▶ **Requirements**
In the records below, the line that contains "bezel. Write the coordinates, one line per instance." marks the start. Copy it and each line after it through the end, exactly, without pictures.

▶ **Supplied records**
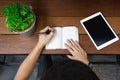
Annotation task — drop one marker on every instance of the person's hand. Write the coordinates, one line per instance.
(45, 38)
(77, 53)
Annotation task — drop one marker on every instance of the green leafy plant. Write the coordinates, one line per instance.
(19, 17)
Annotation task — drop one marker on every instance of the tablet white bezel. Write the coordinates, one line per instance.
(108, 42)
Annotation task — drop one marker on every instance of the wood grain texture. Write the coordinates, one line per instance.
(16, 44)
(70, 8)
(62, 21)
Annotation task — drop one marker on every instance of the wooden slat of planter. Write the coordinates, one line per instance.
(16, 44)
(61, 21)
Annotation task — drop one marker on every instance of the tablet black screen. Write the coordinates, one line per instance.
(99, 30)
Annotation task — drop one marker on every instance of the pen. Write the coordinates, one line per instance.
(47, 32)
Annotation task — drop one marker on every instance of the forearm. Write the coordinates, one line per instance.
(28, 64)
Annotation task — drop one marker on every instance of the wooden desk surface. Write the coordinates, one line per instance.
(48, 14)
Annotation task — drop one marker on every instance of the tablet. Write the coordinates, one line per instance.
(99, 31)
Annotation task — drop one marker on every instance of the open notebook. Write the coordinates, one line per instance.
(61, 35)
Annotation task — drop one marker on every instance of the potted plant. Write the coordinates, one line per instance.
(20, 18)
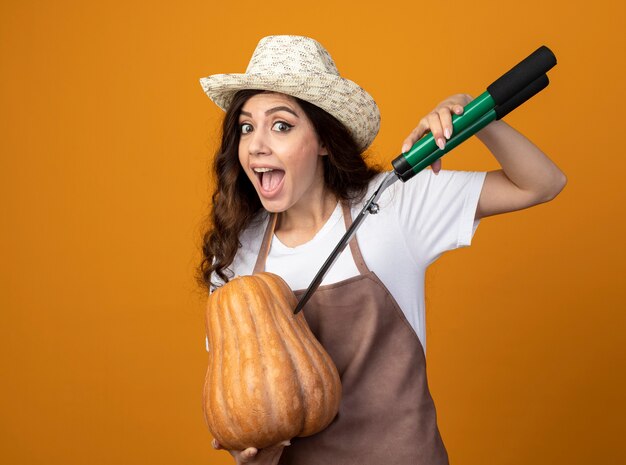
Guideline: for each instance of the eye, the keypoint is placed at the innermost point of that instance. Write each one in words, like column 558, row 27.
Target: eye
column 281, row 126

▶ **Answer to the problem**
Annotation task — drop one marker on every instance of the tablet white bezel. Write the coordinates, one line per instance.
(108, 42)
Annotation task — drop one marker on every instance of the wood grain texture. Write the coordinates, one line per instance.
(16, 44)
(70, 8)
(62, 21)
Annotation task — drop one marker on every instance of the wooden slat of planter. Write the coordinates, one line per instance.
(16, 44)
(61, 21)
Annotation task — drop one marker on every instance of the tablet black screen. Write the coordinates, one line per instance.
(99, 30)
Annotation task — drop one marker on every instance of the pen. Write the coordinates, one line per instance.
(47, 32)
Annotation task — drop one marker on every instance of the forearm. Write the coordinates, one line per instance.
(28, 64)
Annotation task — drop one marker on every instance of the wooden desk surface. Write the coordinates, one line per instance.
(48, 14)
Annotation task — drop one marker on every instance of the tablet. Write the coordinates, one line per instance.
(99, 31)
Annotation task — drop one marker on every instance of the open notebook. Write the coordinates, one line per instance.
(61, 35)
Annotation task — drop one marker on every instance of the potted plant. Write the coordinates, one line per instance.
(20, 18)
Guideline: for each instance of the eye, the keypoint is placed at the innermost point of that instance. Write each one in words, like column 558, row 27.
Target: eye
column 281, row 126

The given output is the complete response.